The absence is louder than any scream: Being home alone has been the worst. Not having Molly in the living room staring at me. Begging to go out. Looking for attention. I can feel her absence like it’s physical. There are no more little noises anymore. No more tinkling of her dog tags. No more claws against the hard wooden floors.
Be prepared for that. I don’t have a solution yet, except time.
The loss of routines: Every morning, I wake up. Molly runs to the bed, pacing, grunting. She’s gotta pee. I let her out. She does her business and runs back to the door, jumping. I feed her. Then I gotta let her out again. For nearly ten years this was our dance, right up until the morning of the day she died. Before we go to bed, we let the dog out. At 4pm, she gets dinner. Every time I go to the kitchen, I check her water dish to refill it as necessary.
And just like that, those routines are gone. Brace yourself. That part is awful.
Helping the kids: Our kids are 8 and 6. They’ve never known a world without Molly in it. They were, of course, besides themselves – they cried so hard that night. We snuggled with them and told them as appropriately as possible what had happened: She had cancer and had died. Auron, the older one, is more curious: Had she died with her eyes open? How had she died? I answered both of those questions later – without my daughter around.

● What this exercise asks
1. In the passage about losing Molly, why does Molly run to the bed, pacing and grunting, every morning? Answer in one to three sentences.
2. Continue the passage about losing Molly from where it stops.
The entries have nothing to do with the passage about losing Molly.

● Record extracts
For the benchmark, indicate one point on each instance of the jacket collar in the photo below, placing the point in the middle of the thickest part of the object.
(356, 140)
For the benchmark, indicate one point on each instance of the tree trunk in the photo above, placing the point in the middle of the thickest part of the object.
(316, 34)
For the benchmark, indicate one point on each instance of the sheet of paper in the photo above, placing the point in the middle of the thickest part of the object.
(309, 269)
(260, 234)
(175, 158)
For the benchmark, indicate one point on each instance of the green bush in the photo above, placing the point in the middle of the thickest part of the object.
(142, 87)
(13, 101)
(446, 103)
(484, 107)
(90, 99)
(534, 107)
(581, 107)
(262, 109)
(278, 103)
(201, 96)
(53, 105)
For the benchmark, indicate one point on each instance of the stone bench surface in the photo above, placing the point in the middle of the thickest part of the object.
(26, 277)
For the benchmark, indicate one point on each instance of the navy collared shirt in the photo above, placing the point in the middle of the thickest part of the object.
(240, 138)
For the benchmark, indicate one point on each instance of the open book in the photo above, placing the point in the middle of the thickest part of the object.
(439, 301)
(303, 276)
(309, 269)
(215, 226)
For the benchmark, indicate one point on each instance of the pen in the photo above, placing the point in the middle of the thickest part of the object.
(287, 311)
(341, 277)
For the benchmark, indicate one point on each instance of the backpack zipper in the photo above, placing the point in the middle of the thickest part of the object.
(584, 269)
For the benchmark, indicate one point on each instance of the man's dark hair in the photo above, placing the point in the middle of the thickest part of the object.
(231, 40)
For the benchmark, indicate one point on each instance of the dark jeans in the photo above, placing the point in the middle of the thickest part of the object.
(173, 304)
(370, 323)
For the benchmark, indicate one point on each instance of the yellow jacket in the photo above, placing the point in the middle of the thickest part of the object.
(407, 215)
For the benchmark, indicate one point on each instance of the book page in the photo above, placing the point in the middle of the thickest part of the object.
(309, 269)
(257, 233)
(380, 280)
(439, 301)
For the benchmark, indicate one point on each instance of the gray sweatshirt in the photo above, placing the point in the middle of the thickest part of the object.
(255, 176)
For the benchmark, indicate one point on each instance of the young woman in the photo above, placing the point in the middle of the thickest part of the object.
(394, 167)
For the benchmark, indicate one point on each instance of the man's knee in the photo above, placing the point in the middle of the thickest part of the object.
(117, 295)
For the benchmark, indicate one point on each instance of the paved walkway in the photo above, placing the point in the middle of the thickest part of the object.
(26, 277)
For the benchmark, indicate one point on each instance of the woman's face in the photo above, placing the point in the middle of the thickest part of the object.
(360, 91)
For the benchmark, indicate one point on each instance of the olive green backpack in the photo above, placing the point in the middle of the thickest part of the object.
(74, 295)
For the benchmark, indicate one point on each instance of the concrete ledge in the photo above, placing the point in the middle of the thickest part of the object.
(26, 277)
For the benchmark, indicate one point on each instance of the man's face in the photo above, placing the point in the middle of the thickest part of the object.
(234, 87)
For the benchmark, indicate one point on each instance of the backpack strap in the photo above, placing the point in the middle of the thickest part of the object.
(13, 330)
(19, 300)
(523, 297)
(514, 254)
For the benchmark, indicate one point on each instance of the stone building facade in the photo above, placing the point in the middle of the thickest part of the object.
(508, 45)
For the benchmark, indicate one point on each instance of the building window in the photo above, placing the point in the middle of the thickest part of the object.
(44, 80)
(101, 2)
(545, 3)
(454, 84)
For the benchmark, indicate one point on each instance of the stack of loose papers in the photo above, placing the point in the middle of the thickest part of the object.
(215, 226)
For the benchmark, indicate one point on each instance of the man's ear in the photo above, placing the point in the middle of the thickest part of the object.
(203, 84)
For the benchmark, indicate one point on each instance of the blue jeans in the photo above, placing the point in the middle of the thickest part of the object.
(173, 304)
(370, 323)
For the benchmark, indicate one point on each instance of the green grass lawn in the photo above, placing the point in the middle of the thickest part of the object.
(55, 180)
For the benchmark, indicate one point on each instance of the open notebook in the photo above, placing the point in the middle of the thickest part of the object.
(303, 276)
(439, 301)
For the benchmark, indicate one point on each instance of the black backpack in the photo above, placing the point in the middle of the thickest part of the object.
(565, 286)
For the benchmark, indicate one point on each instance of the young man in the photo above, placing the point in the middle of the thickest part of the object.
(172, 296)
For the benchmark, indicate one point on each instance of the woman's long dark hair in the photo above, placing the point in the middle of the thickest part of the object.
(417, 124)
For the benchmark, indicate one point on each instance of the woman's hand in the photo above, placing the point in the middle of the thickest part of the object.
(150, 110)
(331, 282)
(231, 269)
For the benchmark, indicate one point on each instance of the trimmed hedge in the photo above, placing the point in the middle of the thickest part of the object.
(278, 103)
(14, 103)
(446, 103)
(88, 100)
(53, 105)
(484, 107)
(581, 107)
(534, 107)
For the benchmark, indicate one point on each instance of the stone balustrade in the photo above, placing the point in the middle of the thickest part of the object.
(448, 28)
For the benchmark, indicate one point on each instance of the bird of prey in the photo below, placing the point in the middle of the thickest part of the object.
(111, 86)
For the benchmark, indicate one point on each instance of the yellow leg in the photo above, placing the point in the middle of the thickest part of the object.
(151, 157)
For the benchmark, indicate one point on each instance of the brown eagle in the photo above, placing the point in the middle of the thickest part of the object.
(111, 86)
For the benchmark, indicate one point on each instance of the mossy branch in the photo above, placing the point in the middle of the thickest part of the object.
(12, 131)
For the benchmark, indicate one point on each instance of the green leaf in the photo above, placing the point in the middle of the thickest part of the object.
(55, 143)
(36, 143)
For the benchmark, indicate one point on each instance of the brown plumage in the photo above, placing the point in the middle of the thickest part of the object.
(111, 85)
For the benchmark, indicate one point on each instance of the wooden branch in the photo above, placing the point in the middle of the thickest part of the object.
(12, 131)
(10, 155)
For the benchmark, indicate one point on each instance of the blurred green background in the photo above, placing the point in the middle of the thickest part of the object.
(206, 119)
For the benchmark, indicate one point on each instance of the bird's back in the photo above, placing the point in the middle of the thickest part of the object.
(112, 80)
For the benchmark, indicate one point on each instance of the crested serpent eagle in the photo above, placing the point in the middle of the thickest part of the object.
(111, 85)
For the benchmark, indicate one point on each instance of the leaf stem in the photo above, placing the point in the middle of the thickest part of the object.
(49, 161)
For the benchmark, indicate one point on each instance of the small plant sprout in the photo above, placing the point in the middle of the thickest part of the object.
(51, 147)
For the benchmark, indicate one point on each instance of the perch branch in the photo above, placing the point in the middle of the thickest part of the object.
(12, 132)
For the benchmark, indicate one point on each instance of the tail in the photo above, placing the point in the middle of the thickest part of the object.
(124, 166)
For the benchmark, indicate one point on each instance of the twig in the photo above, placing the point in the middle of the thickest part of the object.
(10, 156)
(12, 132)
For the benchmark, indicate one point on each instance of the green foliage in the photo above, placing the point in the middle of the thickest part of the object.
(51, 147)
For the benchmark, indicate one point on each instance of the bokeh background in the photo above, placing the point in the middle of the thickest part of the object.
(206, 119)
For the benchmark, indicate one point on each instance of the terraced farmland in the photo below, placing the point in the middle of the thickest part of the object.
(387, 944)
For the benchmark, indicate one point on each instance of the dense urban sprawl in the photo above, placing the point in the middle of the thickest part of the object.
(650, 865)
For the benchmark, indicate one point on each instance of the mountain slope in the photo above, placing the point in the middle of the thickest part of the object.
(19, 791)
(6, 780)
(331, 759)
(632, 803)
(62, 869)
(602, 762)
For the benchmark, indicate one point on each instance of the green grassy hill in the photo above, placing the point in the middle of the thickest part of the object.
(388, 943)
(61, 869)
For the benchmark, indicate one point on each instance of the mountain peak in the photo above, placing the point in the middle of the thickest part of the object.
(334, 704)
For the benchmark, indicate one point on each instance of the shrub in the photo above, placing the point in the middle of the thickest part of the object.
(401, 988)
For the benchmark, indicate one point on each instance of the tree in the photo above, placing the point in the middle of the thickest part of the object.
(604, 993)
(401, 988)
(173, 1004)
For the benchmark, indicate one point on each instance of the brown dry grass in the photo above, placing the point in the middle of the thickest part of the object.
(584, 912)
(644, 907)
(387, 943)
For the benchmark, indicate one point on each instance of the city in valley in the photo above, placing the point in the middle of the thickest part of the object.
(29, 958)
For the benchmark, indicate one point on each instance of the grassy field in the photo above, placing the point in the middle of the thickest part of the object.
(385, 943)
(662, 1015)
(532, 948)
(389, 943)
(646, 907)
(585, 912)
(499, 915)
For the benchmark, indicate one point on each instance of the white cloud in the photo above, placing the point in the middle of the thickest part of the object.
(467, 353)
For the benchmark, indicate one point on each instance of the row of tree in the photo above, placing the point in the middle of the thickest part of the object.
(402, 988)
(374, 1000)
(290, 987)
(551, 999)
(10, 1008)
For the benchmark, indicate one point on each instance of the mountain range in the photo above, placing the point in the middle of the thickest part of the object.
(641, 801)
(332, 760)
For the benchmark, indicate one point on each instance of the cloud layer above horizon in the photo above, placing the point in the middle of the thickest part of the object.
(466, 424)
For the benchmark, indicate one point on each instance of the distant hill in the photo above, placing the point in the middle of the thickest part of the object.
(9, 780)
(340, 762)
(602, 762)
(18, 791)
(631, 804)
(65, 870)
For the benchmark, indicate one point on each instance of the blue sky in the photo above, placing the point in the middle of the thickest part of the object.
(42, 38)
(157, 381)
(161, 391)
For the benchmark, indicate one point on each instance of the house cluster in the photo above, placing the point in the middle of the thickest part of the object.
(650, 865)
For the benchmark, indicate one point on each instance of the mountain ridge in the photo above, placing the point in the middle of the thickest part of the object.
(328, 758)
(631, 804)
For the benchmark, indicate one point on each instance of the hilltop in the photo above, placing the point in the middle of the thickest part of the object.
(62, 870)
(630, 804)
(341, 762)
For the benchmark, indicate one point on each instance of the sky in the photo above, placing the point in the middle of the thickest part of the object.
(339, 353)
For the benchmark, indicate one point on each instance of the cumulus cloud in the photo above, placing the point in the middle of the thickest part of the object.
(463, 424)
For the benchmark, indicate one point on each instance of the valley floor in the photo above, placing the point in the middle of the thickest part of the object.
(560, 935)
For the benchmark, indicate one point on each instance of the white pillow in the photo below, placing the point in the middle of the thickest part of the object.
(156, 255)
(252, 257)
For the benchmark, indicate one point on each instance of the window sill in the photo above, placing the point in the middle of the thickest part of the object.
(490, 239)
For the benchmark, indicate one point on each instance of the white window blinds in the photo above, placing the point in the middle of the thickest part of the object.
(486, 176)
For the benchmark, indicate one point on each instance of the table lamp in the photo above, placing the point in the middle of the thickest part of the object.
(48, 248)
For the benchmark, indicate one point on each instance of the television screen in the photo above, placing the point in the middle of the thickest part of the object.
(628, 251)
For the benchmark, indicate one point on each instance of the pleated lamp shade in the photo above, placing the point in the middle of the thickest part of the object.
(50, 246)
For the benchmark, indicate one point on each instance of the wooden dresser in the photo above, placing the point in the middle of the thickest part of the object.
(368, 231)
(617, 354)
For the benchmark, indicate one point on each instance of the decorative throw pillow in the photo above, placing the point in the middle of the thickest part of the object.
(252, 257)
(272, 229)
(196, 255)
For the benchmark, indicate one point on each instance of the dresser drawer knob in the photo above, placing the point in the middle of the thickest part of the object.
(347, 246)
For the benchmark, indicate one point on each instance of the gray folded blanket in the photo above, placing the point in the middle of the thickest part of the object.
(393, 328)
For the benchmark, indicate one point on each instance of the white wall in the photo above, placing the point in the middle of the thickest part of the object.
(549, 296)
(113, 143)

● Responses per task
1. Molly runs to the bed pacing and grunting because she needs to pee. The narrator then lets her out to do her business.

2.
The night she died we sat on the couch together and spoke about how much we loved her. We told the kids this would hurt – that it would take time – and that they could cry on our shoulders. We let them go late into school the next morning but we did bring them in together – we thought it was better for them to be surrounded by friends. Their teachers and classmates were SO KIND they even made cards.
Both kids reacted differently. Ayla – my youngest – now walks around with a stuffed German Sheppard that we got her (named Molly, obviously). She brings it to school and says it helps. We got one for Auron too, but I have no idea where it is now – he didn’t really use or need it.
Broadly speaking, my experience with the kids has been this: Let them lead. They want to talk about Molly? Go right ahead. They don’t? Let it go. But just telling them to express their emotions, that death is a part of life, that you love someone so they have no regrets when they are gone and that we were there for them if they needed us – that made a world of difference, I think.
Take the punch: I had an already scheduled appointment with my therapist the other day, and naturally, this is largely what we discussed. I’d been working on trying to be more present and less in my head, and I asked him how to reconcile the pain of grief with that concept. His answer was great: You do it to take the punch. You do it to get stronger, because grief is an non-negotiable part of life.
Take the punch. It was worth every moment. I miss Molly deeply. And will for what I imagine will be the rest of my life. To quote a tweet I once saw: Owning a dog is like borrowing happiness from the future. My family and I are now in our repayment plan, but if you hold to that metaphor, the happiness we borrowed was like an investment. It was repayed countless times over. Dealing with this grief is rough but manageable. We will get there, and we will be dog owners again, both because it’s what we want and I think what Molly would have wanted for us. This house isn’t the same without a four legged friend, and when the grief has passed to a manageable level, we’ll be there again.
Anyway, thanks for reading. I hope this was as helpful for you to read as it was for me to write.